## begin Document segment

# Water rights vs. overflowing creek



## Putawaywet (Oct 28, 2013)

Greetings everyone,

I've been researching water rights and I know they can sometimes be a complicated issue, especially from state to state, but I'm having some difficulties finding an answer to a specific question I have. 

I own 22 acres of Idaho property that has approx 1200' of moderate sized year round creek that runs right thru the middle of it. I have no water rights to take water from this creek. I understand that part just fine. However, every spring when the rains come, the creek overflows and floods out a good 10' on either side in numerous places. These flooded areas take a good month or two to dry out depending on the weather.

Property is relatively remote and neighbors are sparse, and in talking to some of them about the flooding it seems most everyone starts off by saying that while I'll probably be told that making any major changes to the creek is legally a no-no, most just go ahead and deepen/widened their part of it or berm'd up the banks to solve their flooding issues. That seems reasonable and I will most likely follow suit to alleviate the bulk of my flooding issues.

However, when I asked if any of them have ever tried to divert the overflow to something like a pond I was met with questioned looks. 

To my knowledge, there is no ordinance that says I can't have a pond on my property. And my property is zoned as light commercial/agricultural. So if the stream naturally overflows to a low spot on my property and I help things along a little by digging that spot out so it holds more water for a longer period of time, and then I USE that water for irrigation later on in the year, have I violated some kind of water rights issue here? 

Many thanks. 

Brett


----------



## copperkid3 (Mar 18, 2005)

so can't advise on what you 'should' (or should not) do.
However, I'm more of the opinion that it's usually better
to ask for forgiveness, than to ask the gooberment for 
permission on what to do on one's own property!

Having said that, I did find this interesting site that may
point you in the direction for whichever way you feel led to go....

http://www.idwr.idaho.gov/WaterManagement/WaterRights/WaterRightsEstablish.htm


----------



## dizzy (Jun 25, 2013)

I'd really look into it carefully if I were you. I have read of people getting permits to build ponds on their property, then along comes some other government agency that claims they weren't allowed to, and fines them thousands of dollars a day.


----------



## Tomthearcher (May 4, 2013)

Putawaywet said:


> Greetings everyone,
> 
> I've been researching water rights and I know they can sometimes be a complicated issue, especially from state to state, but I'm having some difficulties finding an answer to a specific question I have.
> 
> ...


First let me say that I miss living in Idaho more than I have ever missed living anywhere. It's not for the faint of heart and does present many challenges and the Winters there can be more than a little harsh. Not to mention it can snow any of the 365 days per year LOL. BUT, all that said, there are a couple things that come to mind. 

IF you want to harness the abundance of water that spills out of the natural waterway, that solution is fairly simple. You can build a pond on your property and at present you don't have to some governmental agency's permission to catch run off or rainwater. I am not sure about you not being able to pull water from the stream however to water your gardens. But that is beside the point.

## end Document segment

_Problem set_.
a) In the thread on water rights and the overflowing creek, rewrite the passage starting with "To my knowledge, there" and going on through "rights issue here?", substituting "watering livestock" for "irrigation".
b) Pick up the thread on water rights and the overflowing creek after its last sentence and carry it on.

## begin Excerpted records

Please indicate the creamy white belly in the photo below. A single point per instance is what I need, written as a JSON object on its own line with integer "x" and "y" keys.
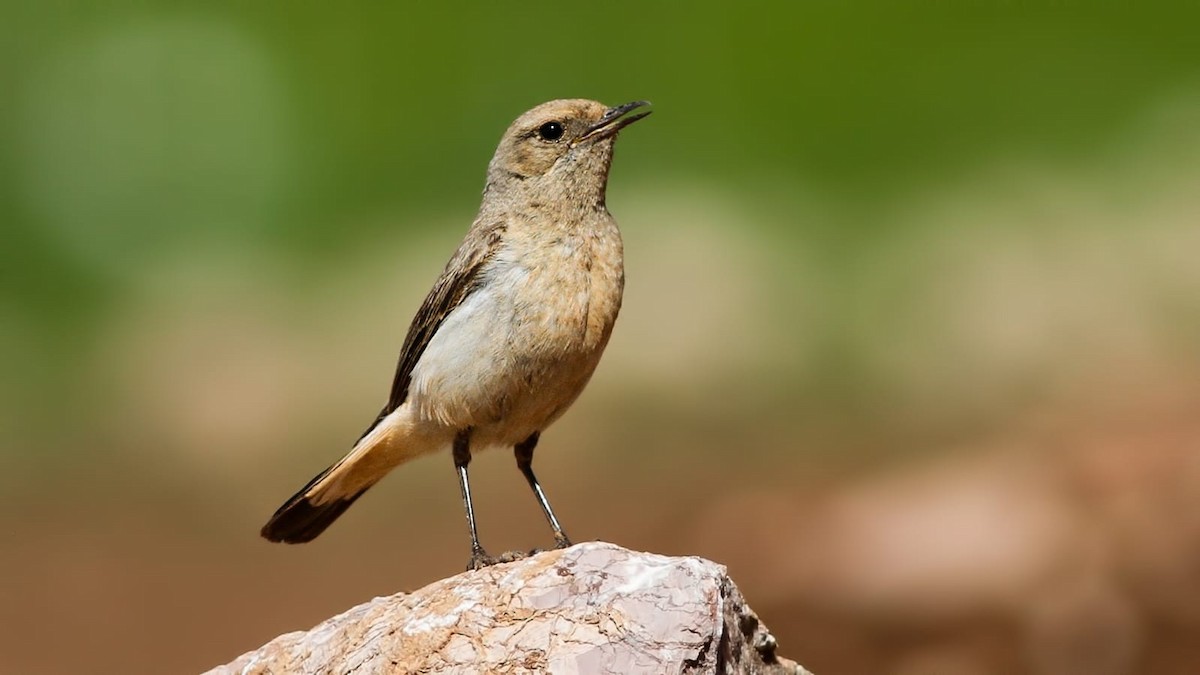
{"x": 519, "y": 350}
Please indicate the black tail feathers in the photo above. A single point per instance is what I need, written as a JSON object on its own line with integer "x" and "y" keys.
{"x": 299, "y": 520}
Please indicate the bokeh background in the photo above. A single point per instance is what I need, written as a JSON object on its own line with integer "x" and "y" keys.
{"x": 910, "y": 336}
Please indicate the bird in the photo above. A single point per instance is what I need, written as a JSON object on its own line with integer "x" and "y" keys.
{"x": 511, "y": 330}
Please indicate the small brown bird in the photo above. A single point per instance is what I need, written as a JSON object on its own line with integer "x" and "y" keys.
{"x": 511, "y": 330}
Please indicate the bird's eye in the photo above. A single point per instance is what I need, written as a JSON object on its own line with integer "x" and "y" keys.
{"x": 550, "y": 131}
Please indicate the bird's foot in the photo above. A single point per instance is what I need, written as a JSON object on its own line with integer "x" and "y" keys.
{"x": 479, "y": 560}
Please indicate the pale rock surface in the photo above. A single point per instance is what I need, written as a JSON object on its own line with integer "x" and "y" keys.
{"x": 592, "y": 608}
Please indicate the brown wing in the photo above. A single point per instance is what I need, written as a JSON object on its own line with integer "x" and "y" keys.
{"x": 457, "y": 281}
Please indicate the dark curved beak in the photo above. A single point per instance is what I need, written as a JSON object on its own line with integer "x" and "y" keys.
{"x": 613, "y": 120}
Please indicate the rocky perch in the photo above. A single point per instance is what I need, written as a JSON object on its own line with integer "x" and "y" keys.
{"x": 592, "y": 608}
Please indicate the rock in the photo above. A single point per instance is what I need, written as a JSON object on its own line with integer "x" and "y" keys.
{"x": 592, "y": 608}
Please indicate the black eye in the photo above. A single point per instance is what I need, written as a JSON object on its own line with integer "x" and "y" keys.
{"x": 550, "y": 131}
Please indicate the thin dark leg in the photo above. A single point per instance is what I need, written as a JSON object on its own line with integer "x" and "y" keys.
{"x": 523, "y": 452}
{"x": 461, "y": 459}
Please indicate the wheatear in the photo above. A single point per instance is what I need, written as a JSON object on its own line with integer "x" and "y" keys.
{"x": 511, "y": 330}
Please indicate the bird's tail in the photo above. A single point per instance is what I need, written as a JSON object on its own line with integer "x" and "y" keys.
{"x": 394, "y": 440}
{"x": 312, "y": 509}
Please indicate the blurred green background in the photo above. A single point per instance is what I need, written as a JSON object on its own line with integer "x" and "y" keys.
{"x": 910, "y": 336}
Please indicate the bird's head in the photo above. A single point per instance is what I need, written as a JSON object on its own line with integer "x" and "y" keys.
{"x": 561, "y": 149}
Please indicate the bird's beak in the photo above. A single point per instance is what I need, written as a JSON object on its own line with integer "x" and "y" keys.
{"x": 613, "y": 120}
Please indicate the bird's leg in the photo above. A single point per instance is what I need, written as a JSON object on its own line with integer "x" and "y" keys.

## end Excerpted records

_Task-by-task answers_.
a)
To my knowledge, there is no ordinance that says I can't have a pond on my property. And my property is zoned as light commercial/agricultural. So if the stream naturally overflows to a low spot on my property and I help things along a little by digging that spot out so it holds more water for a longer period of time, and then I USE that water for watering livestock later on in the year, have I violated some kind of water rights issue here?

b)
Check your local AND state laws concerning flowing water rights of way. In other words, just how close you can get to or have to stay back from the actual canal of the creek, river or stream. Then do a study if you havn't done so already to determine how the overflow from the stream actually moves on your property. Since there is virtually no such thing as a totally or perfectly level piece of natural land, a small canal or drainage trench that takes the flood waters and channels it to a catch pond is an easy fix. Then IF, you are not saddled with excessive ordinances or permit debacles, depending on how deep, wide and continuous you want your catch pond the grading required can be a walk in the park and very easy task.

While living there in Southeast ID through the decade of the 90s, I saw literally hundreds of private well pumps scattered all throughout the countryside where the small farmer would be pulling water out of the canals to water their gardens, pets and even small herds of animals. So double check with the state and local entities and I think you will be pleasantly surprised at your options.


----------



## painterswife (Jun 7, 2004)

I live in Wyoming but our company has dealt with building ponds and making changes to waterways in Idaho.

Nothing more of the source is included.